### WHAT THE TASK REQUIRES
Copy out the lines below, swapping each "positive clicks" for "foreground clicks" and leaving everything else untouched.
* * *
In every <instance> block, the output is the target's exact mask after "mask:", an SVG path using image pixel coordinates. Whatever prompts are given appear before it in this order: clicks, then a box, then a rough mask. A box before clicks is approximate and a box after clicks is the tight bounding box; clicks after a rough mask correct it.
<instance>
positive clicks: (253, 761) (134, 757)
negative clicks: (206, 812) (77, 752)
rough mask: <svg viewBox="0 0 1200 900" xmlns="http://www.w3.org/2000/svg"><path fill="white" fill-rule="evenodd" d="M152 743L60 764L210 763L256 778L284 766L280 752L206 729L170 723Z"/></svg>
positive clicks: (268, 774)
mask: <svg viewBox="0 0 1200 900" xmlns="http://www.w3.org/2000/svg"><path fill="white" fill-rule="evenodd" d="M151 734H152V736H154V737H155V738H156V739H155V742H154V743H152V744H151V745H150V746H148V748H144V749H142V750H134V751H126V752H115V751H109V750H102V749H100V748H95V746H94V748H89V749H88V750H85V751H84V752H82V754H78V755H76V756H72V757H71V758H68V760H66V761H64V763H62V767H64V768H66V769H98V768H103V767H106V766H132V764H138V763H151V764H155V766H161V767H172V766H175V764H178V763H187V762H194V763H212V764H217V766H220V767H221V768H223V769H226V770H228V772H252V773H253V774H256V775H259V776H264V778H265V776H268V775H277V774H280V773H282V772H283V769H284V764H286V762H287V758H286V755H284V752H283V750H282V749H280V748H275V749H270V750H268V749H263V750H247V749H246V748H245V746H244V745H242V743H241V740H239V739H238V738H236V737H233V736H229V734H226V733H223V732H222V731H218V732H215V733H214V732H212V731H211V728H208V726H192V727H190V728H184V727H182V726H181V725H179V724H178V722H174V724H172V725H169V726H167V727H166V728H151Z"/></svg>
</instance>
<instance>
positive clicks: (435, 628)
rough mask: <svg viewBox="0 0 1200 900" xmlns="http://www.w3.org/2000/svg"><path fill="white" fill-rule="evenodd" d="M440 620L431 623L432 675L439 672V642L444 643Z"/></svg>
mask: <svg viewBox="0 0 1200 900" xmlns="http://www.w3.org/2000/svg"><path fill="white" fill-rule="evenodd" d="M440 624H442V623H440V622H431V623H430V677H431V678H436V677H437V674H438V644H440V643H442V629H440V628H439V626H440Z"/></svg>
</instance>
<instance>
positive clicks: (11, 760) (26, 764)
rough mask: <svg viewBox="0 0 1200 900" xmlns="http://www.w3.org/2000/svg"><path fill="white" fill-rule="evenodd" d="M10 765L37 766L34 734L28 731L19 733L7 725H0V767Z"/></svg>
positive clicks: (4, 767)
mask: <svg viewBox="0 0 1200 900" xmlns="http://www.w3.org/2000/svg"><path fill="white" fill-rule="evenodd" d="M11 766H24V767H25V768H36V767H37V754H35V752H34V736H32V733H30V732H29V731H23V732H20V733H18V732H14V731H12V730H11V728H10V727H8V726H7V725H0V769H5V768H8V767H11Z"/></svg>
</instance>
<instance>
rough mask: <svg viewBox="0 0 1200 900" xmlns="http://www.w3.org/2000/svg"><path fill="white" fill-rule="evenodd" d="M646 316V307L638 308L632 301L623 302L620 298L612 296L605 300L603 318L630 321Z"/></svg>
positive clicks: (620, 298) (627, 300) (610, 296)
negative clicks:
* * *
### TASK ANSWER
In every <instance> block, the output is the target's exact mask after "mask:", an SVG path using image pixel coordinates. Whatever prompts are given appear before it in this order: clicks, then a box, then a rough mask. A box before clicks is approximate and a box after clicks is the tight bounding box; clicks after a rough mask correct it.
<instance>
foreground clicks: (253, 761) (134, 757)
negative clicks: (206, 812) (77, 752)
rough mask: <svg viewBox="0 0 1200 900" xmlns="http://www.w3.org/2000/svg"><path fill="white" fill-rule="evenodd" d="M152 743L60 764L210 763L256 778L284 766L280 752L206 729L170 723Z"/></svg>
foreground clicks: (268, 774)
mask: <svg viewBox="0 0 1200 900" xmlns="http://www.w3.org/2000/svg"><path fill="white" fill-rule="evenodd" d="M151 734H152V736H154V737H155V738H156V739H155V742H154V743H152V744H151V745H150V746H148V748H144V749H142V750H134V751H126V752H115V751H109V750H102V749H100V748H95V746H94V748H89V749H88V750H85V751H84V752H82V754H78V755H76V756H72V757H71V758H68V760H66V761H64V763H62V767H64V768H66V769H98V768H103V767H106V766H132V764H138V763H151V764H155V766H161V767H172V766H175V764H178V763H187V762H194V763H212V764H217V766H220V767H221V768H223V769H226V770H228V772H252V773H253V774H256V775H259V776H264V778H265V776H268V775H277V774H280V773H282V772H283V769H284V764H286V762H287V758H286V755H284V752H283V750H282V749H280V748H275V749H270V750H268V749H263V750H247V749H246V748H245V746H244V745H242V743H241V740H239V739H238V738H236V737H233V736H229V734H226V733H223V732H222V731H218V732H215V733H214V732H212V731H211V728H208V726H192V727H190V728H184V727H182V726H181V725H179V724H178V722H174V724H172V725H169V726H167V727H166V728H151Z"/></svg>
</instance>
<instance>
foreground clicks: (435, 628)
rough mask: <svg viewBox="0 0 1200 900" xmlns="http://www.w3.org/2000/svg"><path fill="white" fill-rule="evenodd" d="M440 620L431 623L432 675L439 672V642L444 643Z"/></svg>
mask: <svg viewBox="0 0 1200 900" xmlns="http://www.w3.org/2000/svg"><path fill="white" fill-rule="evenodd" d="M440 624H442V623H440V622H431V623H430V677H431V678H436V677H437V674H438V644H440V643H442V629H440V628H439V626H440Z"/></svg>
</instance>
<instance>
foreground clicks: (11, 760) (26, 764)
rough mask: <svg viewBox="0 0 1200 900" xmlns="http://www.w3.org/2000/svg"><path fill="white" fill-rule="evenodd" d="M10 765L37 766L34 734L28 731L19 733L7 725H0V767Z"/></svg>
foreground clicks: (4, 767)
mask: <svg viewBox="0 0 1200 900" xmlns="http://www.w3.org/2000/svg"><path fill="white" fill-rule="evenodd" d="M11 766H24V767H25V768H36V767H37V754H35V752H34V736H32V733H30V732H29V731H23V732H20V733H18V732H14V731H12V730H11V728H10V727H8V726H7V725H0V769H5V768H8V767H11Z"/></svg>
</instance>
<instance>
rough mask: <svg viewBox="0 0 1200 900" xmlns="http://www.w3.org/2000/svg"><path fill="white" fill-rule="evenodd" d="M646 316V307L638 308L632 301L623 302L620 298L612 296L605 300L603 318L630 321Z"/></svg>
foreground clicks: (620, 298) (627, 300) (610, 296)
negative clicks:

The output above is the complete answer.